─── Extract to read ───
During our Danube Networkers trip to Hungary at the beginning of September 2016, we met Teréz at the market in Baja. She was selling dried herbs and invited us to visit her at her herb farm.
After the Danube Networkers left on the train back to Ulm, we rented a car and spent an additional week in Hungary. After a few days in Eger we decided to drive back to Pécs to learn more about the city and, on the way, to visit Teréz. She was a bit surprised that we had taken up her invitation so soon. Fortunately, our rental car was an SUV and we had no trouble driving the sandy and bumpy paths that led to her herb farm, well outside Baja.
Teréz, also called Teresa, told us her life story and showed us her farm. Teréz was born twenty kilometres (or twelve miles) away in Nadwar and was raised by her grandmother, who had german roots. Teréz told us that during her professional life in Austria she learned a lot about Sepp Holzer’s permaculture and studied a book by Eva Aschenbrenner, the herb expert from Kochel who died in 2013.
In 2007, Teréz could begin to realise her dream. She got nearly a hectare of land (about two and a half acres) and a rather scruffy property for a good price. Steadily, she redeveloped the house, bought a pump for the well and fitted solar panels and a storage battery. She refitted the large shed and recently installed a baking oven in the small shed. Teréz gets wild herbs from the nearly two and a half hectares (about six and a third acres) of meadow that she has leased from the local authority for twenty years.
She’s had a lot to learn. In the early years, Teréz couldn’t find a place in the market for her organically grown herbs. So she went back to work as a geriatric nurse for a few years in order to save money to keep her dream alive. Several years ago, organic agriculture and products found a place in the Hungarian market.
Teréz wants to be as self-sufficient as possible, so she also keeps some animals on her farm.
On her land, Teréz grows her own herbs and harvests wild ones. Among her assortment are thirty-eight culinary herbs and eight medicinal herbs. These include basil, elder, yarrow, toad-flax, goldenrod, shepherd’s purse, arabis and chickweed, to name a few. She also produces pumpkin oil.
Teréz dries and sells most of her herbs at markets in Hungary or on the internet.
Teréz hasn’t quite realised her full vision. She wants to enlarge the smaller shed with the baking oven so that she can give classes to school-children. The classes will be on organic agriculture and animal husbandry, the use of herbs and baking bread. The broad aim of the classes is to help children learn to value nature through increased familiarity.
The baking oven is wood-fired, but it can also be used to dry fruit using solar power. We go to witness the first attempt.
In her renovated and cosily furnished house, Teréz uses a magnificent stove for cooking and also for heating the house in colder weather.
Teréz is happy to be living as she wants and has, at fifty-nine, nearly fully realised her dream. An enviably satisfied woman.
─── Material provided ───
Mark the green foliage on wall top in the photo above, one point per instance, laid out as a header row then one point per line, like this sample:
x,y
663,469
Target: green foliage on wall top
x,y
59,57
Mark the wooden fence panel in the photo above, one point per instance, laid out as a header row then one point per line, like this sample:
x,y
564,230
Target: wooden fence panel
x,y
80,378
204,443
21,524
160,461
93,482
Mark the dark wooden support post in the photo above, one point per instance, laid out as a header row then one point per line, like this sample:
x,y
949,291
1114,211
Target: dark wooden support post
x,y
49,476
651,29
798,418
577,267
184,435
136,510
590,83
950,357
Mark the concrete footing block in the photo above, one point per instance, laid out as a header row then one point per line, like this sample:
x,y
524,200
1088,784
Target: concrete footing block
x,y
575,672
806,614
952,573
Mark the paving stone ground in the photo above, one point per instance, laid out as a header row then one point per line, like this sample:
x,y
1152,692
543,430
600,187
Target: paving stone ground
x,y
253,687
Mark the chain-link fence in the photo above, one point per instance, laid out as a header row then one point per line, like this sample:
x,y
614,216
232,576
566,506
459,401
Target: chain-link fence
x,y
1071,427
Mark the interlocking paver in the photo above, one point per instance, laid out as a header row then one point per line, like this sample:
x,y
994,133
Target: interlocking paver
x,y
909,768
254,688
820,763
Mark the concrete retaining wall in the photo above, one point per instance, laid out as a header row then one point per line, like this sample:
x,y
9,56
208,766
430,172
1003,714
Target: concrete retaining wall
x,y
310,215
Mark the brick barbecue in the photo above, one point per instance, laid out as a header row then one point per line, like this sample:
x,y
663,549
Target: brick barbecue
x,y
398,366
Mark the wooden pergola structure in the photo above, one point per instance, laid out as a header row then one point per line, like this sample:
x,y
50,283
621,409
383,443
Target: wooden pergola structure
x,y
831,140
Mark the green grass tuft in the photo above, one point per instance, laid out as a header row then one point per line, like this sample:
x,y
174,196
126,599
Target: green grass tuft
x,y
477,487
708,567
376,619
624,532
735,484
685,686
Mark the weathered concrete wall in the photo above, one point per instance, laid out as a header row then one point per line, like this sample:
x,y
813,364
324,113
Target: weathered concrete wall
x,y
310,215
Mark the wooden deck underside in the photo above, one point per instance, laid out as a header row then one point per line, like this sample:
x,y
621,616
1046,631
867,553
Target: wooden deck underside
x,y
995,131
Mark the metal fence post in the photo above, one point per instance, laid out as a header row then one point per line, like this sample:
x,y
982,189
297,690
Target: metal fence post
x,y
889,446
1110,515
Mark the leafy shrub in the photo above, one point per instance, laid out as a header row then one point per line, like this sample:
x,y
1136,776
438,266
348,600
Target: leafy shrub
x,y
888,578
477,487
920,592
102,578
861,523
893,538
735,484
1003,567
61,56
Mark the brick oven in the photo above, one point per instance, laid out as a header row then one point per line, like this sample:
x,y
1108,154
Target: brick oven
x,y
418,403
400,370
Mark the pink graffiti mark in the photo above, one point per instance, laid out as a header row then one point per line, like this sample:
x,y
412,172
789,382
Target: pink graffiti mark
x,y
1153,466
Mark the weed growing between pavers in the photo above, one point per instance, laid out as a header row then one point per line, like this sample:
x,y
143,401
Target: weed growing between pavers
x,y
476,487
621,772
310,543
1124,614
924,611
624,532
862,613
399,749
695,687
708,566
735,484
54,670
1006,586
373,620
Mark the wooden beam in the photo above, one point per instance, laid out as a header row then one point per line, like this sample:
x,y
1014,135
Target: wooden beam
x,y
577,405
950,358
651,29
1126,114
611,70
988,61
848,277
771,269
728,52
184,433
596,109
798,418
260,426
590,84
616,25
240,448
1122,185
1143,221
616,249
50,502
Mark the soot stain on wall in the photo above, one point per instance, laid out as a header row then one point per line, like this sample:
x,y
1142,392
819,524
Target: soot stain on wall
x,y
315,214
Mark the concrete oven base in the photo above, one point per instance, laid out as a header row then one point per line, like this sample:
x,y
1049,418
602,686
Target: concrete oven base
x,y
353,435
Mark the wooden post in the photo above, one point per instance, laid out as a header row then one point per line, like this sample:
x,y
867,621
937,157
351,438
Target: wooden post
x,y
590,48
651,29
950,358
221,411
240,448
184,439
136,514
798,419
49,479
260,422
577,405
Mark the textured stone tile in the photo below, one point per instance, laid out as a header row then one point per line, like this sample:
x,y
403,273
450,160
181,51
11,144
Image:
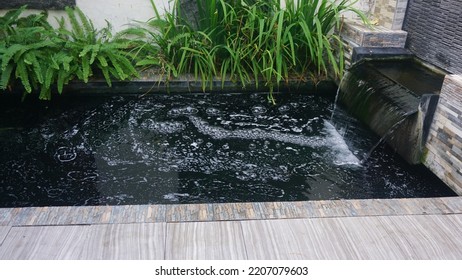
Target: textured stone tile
x,y
205,241
189,212
43,243
237,211
142,241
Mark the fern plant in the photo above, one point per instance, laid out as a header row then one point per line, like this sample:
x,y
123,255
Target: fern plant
x,y
43,58
26,48
96,50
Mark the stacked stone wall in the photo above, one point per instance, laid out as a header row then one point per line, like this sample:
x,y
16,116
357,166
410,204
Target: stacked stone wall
x,y
435,32
444,146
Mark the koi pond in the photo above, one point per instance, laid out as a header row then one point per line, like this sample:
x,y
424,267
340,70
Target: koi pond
x,y
195,148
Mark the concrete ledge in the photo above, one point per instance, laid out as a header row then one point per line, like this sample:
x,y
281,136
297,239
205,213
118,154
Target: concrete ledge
x,y
128,214
373,36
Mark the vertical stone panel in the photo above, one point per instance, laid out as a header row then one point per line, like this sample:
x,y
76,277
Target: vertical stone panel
x,y
444,146
435,33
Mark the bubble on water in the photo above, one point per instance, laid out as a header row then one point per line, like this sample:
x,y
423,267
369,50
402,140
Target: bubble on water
x,y
258,110
256,134
65,154
213,112
97,143
82,176
284,108
163,127
53,193
164,169
185,111
174,197
297,129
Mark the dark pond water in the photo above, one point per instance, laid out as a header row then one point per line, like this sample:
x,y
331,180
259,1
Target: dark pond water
x,y
163,149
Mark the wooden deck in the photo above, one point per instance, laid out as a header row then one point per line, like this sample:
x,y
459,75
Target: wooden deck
x,y
346,229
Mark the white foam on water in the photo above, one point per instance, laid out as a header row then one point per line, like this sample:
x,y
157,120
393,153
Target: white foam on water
x,y
255,134
340,150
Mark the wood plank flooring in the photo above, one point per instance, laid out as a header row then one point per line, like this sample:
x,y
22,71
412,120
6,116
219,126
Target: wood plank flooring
x,y
356,230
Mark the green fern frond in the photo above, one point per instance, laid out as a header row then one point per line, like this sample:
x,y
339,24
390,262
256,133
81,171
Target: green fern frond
x,y
86,69
23,74
10,53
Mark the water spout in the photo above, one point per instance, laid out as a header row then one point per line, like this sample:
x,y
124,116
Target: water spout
x,y
375,93
387,136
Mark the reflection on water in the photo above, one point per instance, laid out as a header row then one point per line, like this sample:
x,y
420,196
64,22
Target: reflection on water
x,y
194,149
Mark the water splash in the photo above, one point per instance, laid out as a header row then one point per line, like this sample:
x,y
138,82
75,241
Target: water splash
x,y
255,134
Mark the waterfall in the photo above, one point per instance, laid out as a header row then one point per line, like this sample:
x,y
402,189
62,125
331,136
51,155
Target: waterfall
x,y
376,93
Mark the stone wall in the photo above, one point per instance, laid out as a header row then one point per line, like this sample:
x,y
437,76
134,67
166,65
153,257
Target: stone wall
x,y
355,34
435,33
444,145
390,13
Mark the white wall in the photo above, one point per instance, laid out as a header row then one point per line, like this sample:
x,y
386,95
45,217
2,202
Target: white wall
x,y
118,12
122,12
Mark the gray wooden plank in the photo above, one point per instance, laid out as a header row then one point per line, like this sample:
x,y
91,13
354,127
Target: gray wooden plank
x,y
237,211
426,236
189,212
6,215
141,241
380,237
3,232
296,239
205,240
43,243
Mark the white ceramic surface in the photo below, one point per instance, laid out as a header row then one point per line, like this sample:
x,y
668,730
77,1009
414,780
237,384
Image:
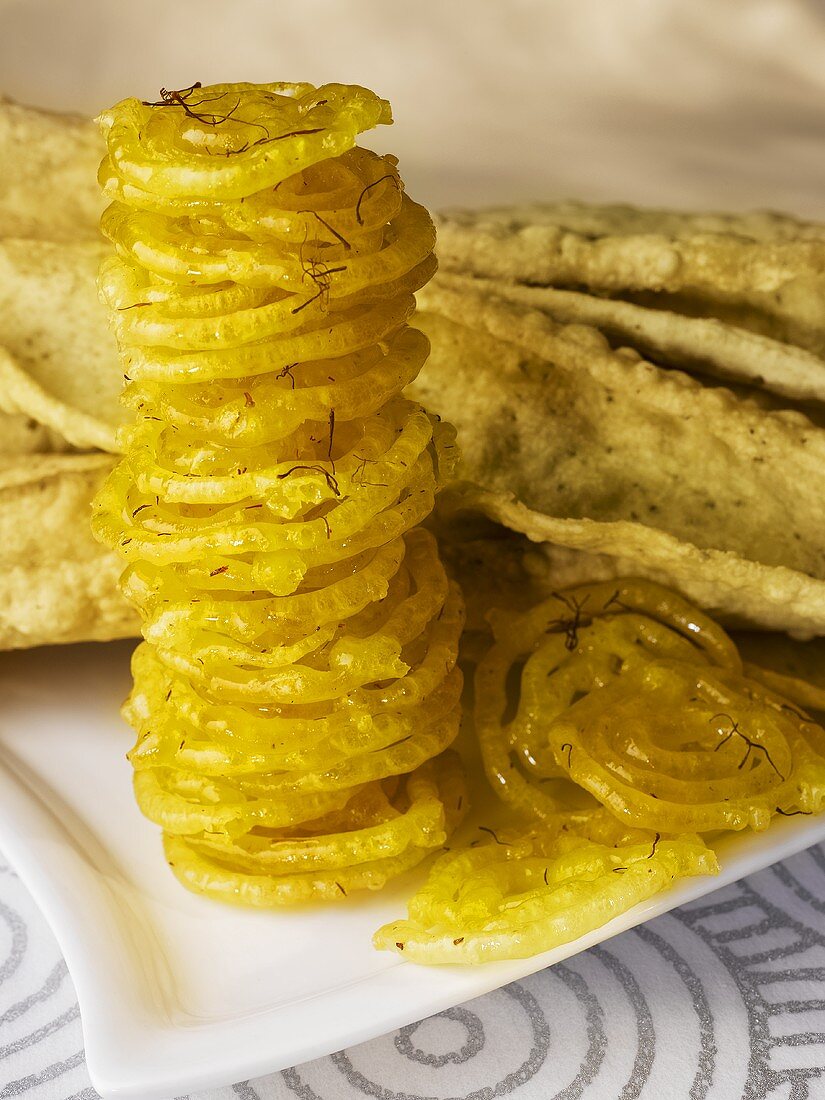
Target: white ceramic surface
x,y
178,993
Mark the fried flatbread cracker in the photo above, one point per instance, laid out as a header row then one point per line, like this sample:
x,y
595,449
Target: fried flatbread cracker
x,y
762,272
573,443
56,583
57,358
704,345
48,186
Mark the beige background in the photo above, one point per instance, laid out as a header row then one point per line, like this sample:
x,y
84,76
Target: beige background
x,y
693,102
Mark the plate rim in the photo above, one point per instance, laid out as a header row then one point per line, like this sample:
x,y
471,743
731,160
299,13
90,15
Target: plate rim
x,y
34,840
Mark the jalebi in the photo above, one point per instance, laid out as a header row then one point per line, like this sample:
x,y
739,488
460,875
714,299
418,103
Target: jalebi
x,y
297,690
616,725
640,700
505,901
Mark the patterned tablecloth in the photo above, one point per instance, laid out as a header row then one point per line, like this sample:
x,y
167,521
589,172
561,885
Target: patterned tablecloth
x,y
724,999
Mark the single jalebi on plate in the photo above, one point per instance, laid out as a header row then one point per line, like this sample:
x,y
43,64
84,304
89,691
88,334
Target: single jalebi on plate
x,y
297,690
615,721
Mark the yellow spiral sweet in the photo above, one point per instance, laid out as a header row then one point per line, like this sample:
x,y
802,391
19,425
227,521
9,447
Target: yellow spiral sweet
x,y
639,699
297,689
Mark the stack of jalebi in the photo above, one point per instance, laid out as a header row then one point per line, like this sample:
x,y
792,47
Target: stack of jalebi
x,y
297,685
640,701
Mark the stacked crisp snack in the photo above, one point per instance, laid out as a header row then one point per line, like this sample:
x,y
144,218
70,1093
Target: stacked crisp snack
x,y
297,686
639,400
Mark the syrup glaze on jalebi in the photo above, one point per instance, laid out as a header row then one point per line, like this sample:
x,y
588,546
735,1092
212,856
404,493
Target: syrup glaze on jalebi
x,y
615,726
296,692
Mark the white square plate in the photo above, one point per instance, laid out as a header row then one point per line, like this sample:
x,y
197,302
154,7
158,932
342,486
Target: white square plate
x,y
178,993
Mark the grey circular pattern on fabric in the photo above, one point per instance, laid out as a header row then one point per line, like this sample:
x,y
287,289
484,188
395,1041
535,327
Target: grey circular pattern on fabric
x,y
721,1000
468,1020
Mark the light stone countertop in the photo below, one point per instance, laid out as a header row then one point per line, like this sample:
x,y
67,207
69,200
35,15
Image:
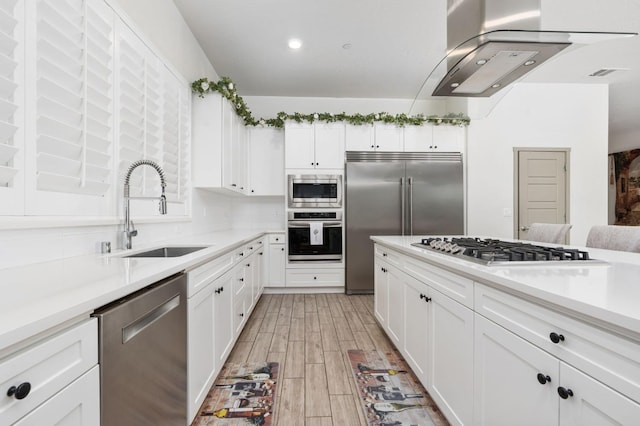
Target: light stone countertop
x,y
607,292
34,298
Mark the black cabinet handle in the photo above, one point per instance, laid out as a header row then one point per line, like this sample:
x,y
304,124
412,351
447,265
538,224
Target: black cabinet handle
x,y
542,379
564,393
556,338
21,391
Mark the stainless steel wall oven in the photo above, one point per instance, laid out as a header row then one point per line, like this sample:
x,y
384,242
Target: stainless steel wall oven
x,y
314,236
312,191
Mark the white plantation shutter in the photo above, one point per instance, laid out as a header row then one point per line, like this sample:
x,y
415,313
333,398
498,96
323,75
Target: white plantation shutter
x,y
154,121
11,114
73,104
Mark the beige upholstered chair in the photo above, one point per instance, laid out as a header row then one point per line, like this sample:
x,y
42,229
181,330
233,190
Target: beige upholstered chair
x,y
613,237
554,233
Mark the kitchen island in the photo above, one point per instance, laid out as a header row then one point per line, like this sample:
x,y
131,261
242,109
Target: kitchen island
x,y
541,343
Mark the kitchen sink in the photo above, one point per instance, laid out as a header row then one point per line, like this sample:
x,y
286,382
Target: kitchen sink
x,y
167,252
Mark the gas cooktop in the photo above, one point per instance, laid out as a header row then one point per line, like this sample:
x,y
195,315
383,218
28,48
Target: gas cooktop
x,y
491,251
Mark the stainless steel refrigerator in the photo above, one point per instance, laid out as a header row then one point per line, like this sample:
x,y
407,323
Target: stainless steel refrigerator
x,y
397,193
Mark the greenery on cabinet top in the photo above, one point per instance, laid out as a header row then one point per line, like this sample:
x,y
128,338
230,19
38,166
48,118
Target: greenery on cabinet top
x,y
227,89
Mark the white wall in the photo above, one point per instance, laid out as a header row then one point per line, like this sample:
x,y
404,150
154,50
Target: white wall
x,y
539,115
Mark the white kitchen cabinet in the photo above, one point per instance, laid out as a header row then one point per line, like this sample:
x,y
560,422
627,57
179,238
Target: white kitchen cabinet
x,y
507,390
418,138
359,138
45,370
593,403
201,359
448,138
450,367
219,145
381,293
313,277
388,137
266,161
76,405
277,261
416,319
314,146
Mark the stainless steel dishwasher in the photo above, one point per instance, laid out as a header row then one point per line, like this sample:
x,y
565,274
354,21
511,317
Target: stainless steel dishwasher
x,y
143,356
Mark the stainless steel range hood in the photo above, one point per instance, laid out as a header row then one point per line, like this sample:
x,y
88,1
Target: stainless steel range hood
x,y
492,43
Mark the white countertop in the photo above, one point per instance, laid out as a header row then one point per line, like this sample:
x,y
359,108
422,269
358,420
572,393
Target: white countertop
x,y
608,292
37,297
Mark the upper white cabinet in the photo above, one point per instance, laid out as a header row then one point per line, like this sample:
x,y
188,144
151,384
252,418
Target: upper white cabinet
x,y
314,146
229,156
266,161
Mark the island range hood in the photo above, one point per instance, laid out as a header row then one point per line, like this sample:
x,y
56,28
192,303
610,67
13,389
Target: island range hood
x,y
492,43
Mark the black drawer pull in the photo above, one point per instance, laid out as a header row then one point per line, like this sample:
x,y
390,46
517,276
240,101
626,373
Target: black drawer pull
x,y
21,391
556,338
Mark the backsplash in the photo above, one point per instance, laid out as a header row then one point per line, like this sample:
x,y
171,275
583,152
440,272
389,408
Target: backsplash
x,y
211,212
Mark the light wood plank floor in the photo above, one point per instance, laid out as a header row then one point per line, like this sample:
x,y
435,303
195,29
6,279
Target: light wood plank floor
x,y
309,336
───
(Exercise prompt) From the text about Teréz's herb farm, quote word for word the part that starts with "On her land, Teréz" and ends with "produces pumpkin oil.".

(The completed task)
On her land, Teréz grows her own herbs and harvests wild ones. Among her assortment are thirty-eight culinary herbs and eight medicinal herbs. These include basil, elder, yarrow, toad-flax, goldenrod, shepherd’s purse, arabis and chickweed, to name a few. She also produces pumpkin oil.